**Stated goal**: Nothing but the lines from the one that contains "Mark a point on every instance of the spire" through the end of the listing should appear, set down exactly.

(Object point labels)
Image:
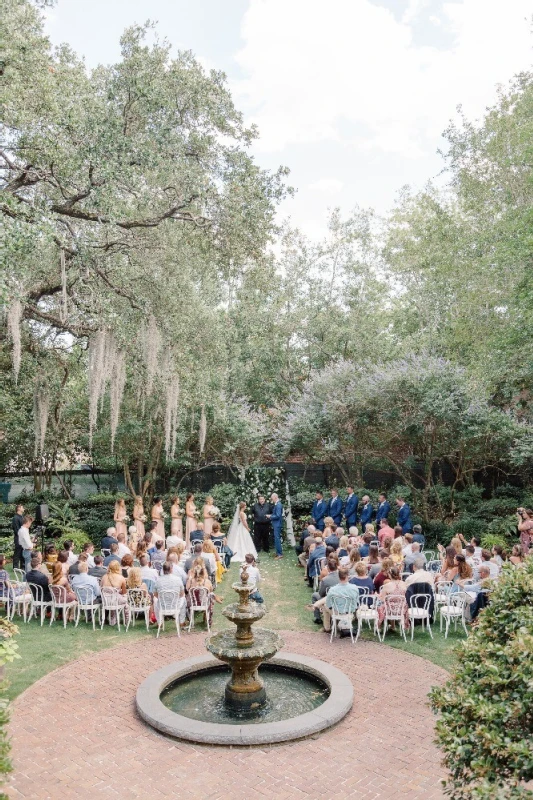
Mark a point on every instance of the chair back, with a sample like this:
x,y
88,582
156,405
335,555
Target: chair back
x,y
85,595
168,600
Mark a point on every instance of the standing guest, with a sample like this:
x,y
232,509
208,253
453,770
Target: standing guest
x,y
176,521
403,516
139,517
276,518
190,518
98,571
158,515
525,527
318,512
418,536
16,524
109,539
383,510
351,504
261,510
385,531
120,517
209,514
25,541
367,512
334,508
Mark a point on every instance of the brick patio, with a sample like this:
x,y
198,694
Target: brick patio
x,y
75,734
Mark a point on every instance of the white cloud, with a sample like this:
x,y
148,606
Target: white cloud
x,y
349,72
326,185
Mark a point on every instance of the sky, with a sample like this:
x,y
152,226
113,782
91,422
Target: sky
x,y
351,95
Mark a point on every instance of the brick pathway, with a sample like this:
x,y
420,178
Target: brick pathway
x,y
75,734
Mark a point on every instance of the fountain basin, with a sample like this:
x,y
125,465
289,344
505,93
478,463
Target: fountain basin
x,y
336,700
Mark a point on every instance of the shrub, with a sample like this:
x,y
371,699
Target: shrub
x,y
485,726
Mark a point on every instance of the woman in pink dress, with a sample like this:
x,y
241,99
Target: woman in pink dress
x,y
190,518
120,518
208,516
139,517
158,516
176,514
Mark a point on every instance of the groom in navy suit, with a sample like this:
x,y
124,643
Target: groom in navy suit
x,y
276,518
351,505
318,512
334,508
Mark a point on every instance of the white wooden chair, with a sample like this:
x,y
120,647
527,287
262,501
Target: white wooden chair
x,y
110,603
138,603
455,609
169,604
87,603
198,601
60,603
419,605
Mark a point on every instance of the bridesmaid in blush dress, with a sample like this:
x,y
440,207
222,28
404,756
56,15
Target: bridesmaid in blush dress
x,y
176,514
157,516
120,517
190,515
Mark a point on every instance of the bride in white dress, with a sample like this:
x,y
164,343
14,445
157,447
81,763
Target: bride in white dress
x,y
239,539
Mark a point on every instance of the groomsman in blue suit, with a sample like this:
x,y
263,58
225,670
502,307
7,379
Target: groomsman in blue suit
x,y
367,512
404,515
276,518
383,508
318,512
334,508
351,504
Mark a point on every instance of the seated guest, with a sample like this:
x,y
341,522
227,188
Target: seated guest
x,y
123,549
126,563
418,536
98,571
109,539
60,579
420,574
114,579
344,593
147,572
83,579
361,578
113,555
415,554
385,531
74,568
34,576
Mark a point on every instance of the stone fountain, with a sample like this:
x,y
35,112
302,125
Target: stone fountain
x,y
243,651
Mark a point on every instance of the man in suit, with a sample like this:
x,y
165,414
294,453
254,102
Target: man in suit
x,y
334,508
383,508
318,512
261,510
404,515
351,504
367,512
276,518
16,524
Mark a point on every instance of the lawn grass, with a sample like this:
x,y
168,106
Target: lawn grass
x,y
285,593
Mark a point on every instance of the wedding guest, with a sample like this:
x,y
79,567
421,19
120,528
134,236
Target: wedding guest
x,y
318,512
120,517
176,521
158,515
351,504
334,507
139,517
403,515
383,509
367,512
190,518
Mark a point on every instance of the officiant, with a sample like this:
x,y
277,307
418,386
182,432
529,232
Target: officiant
x,y
261,524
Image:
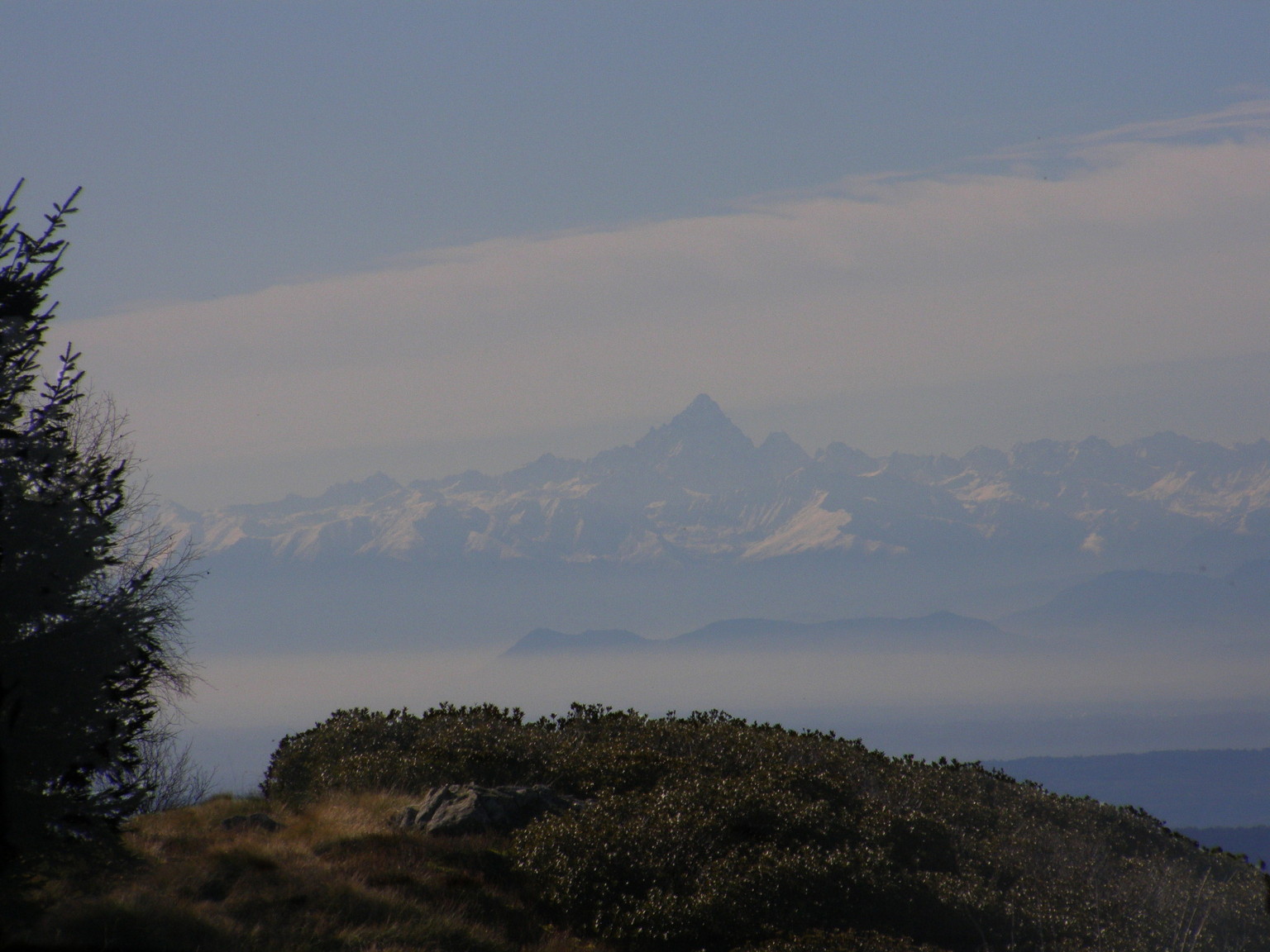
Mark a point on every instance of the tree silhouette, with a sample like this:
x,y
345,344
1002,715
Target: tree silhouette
x,y
90,604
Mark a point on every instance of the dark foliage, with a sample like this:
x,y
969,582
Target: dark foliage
x,y
89,603
711,833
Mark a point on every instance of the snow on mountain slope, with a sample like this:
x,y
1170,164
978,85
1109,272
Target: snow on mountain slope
x,y
698,490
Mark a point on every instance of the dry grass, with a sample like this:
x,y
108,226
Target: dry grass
x,y
336,878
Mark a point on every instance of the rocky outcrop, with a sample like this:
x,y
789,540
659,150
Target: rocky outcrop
x,y
468,807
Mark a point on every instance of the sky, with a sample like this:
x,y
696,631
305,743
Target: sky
x,y
324,239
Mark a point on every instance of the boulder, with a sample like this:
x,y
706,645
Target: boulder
x,y
468,807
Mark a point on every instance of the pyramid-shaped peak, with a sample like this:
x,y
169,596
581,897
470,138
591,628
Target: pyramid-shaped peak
x,y
703,410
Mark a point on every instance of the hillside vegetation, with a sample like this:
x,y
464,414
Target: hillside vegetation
x,y
703,833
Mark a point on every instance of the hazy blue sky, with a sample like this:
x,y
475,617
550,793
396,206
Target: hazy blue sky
x,y
322,239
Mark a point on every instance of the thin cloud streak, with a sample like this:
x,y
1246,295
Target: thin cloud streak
x,y
1147,250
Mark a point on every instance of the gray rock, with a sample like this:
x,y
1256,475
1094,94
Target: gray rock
x,y
466,807
255,821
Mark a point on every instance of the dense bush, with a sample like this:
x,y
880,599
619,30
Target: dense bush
x,y
711,833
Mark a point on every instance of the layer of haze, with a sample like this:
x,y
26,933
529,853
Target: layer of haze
x,y
327,239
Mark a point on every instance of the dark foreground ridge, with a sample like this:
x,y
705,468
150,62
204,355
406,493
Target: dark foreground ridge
x,y
685,834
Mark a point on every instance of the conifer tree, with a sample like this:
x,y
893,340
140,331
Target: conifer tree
x,y
90,606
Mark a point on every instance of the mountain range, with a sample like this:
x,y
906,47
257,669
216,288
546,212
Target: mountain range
x,y
695,522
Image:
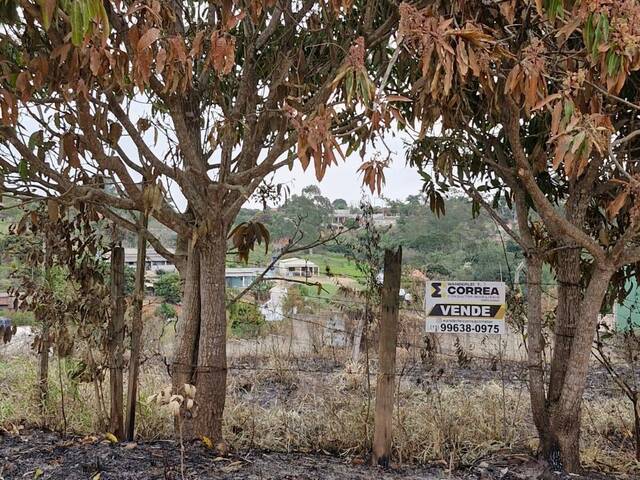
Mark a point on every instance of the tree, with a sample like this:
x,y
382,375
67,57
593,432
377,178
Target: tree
x,y
537,104
339,204
116,104
168,286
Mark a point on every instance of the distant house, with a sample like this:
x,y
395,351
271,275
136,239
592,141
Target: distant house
x,y
380,219
627,313
6,301
154,261
342,216
296,267
240,277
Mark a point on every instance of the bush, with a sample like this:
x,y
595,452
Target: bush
x,y
19,318
246,320
168,287
166,312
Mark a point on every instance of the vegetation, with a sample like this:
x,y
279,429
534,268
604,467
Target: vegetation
x,y
246,320
168,286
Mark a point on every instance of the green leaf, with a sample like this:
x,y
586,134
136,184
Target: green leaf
x,y
77,33
23,169
613,63
587,32
35,140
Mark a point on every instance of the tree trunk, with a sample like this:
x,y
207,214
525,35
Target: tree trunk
x,y
116,342
43,366
357,338
567,316
188,329
387,356
535,349
565,413
211,371
136,330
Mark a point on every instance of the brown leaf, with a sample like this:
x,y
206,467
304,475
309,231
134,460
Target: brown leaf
x,y
147,39
53,210
616,205
70,149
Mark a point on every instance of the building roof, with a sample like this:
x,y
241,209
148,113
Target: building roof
x,y
131,255
242,271
296,262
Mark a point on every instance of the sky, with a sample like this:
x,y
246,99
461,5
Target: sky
x,y
344,181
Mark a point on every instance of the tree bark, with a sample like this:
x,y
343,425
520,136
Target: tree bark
x,y
116,342
357,338
136,330
565,413
43,366
535,349
211,373
383,435
567,317
188,329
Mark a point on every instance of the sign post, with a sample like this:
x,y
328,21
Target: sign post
x,y
465,307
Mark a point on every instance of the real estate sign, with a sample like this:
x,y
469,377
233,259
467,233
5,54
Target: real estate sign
x,y
465,307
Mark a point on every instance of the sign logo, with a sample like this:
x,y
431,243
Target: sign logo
x,y
465,307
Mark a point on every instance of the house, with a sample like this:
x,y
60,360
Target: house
x,y
379,219
296,267
627,313
154,261
240,277
6,301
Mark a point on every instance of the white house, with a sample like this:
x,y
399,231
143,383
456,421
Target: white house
x,y
154,261
296,267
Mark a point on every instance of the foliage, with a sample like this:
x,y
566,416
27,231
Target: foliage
x,y
65,287
246,320
168,286
166,311
19,318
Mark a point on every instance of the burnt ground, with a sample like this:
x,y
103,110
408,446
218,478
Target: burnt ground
x,y
46,455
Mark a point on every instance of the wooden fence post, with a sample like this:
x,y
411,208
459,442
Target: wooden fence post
x,y
390,303
136,328
116,342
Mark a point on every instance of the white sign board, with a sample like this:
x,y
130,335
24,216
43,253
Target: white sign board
x,y
465,307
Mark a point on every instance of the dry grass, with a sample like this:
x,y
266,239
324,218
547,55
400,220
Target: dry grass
x,y
278,408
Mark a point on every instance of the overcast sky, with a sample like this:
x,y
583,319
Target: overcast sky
x,y
344,181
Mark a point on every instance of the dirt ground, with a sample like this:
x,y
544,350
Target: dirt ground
x,y
46,455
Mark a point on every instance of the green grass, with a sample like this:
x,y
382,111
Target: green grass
x,y
20,319
338,264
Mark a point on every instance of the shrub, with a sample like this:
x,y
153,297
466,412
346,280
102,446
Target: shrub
x,y
168,287
246,320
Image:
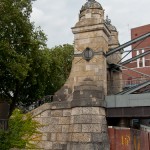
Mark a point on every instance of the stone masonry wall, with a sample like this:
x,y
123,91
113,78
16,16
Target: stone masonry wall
x,y
63,128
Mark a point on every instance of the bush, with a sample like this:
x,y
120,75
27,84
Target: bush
x,y
21,130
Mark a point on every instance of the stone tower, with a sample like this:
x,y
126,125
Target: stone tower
x,y
76,120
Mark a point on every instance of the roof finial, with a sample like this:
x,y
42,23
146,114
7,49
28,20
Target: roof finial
x,y
91,0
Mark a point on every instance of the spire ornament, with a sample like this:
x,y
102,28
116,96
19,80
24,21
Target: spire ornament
x,y
91,0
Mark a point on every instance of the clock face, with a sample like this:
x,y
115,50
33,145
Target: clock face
x,y
88,54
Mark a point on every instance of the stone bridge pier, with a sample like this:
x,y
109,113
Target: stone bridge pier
x,y
76,119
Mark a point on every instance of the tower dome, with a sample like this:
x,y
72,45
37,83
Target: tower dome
x,y
92,9
91,4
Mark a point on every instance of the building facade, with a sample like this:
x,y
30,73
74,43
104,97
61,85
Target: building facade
x,y
131,78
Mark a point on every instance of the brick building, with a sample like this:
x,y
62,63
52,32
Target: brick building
x,y
142,64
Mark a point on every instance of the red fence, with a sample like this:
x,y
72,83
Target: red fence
x,y
128,139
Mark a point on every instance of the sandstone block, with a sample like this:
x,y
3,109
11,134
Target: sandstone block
x,y
67,112
56,113
59,146
55,128
65,128
46,145
81,137
102,111
62,137
81,119
97,119
75,128
64,120
53,137
76,111
91,128
46,113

**Task solution**:
Mark a point on every instance of the spire ornament, with a sample like this:
x,y
102,28
116,96
19,80
24,21
Target: spire ornament
x,y
91,0
Mark a point on every instance of the clock face, with a sample like this:
x,y
115,50
33,145
Target: clock face
x,y
88,54
Mark a point on every instance of the stone bridge pier, with a sample like this:
x,y
109,113
Target: stone bridge pier
x,y
76,119
Mark a point on every instance of the tower dome, with a sample like this:
x,y
72,45
37,83
Target: tower dome
x,y
92,9
91,4
Mark a point on every instance of the building facade, with a sample like this:
x,y
30,73
74,43
104,97
61,85
Target: building facade
x,y
131,78
Mark a point on every instance of the brick building, with a sample like this:
x,y
62,63
52,32
Target: brick building
x,y
142,64
Mark a point on every instance of the red fence, with a sample like this:
x,y
72,83
Target: red fence
x,y
128,139
Mark a point on every instance of the sandstone block, with a sample like this:
x,y
3,109
11,134
Target: sandstone block
x,y
67,112
56,113
59,146
55,128
65,128
46,145
81,137
102,111
62,137
81,119
97,119
75,128
64,120
53,137
76,111
91,128
46,113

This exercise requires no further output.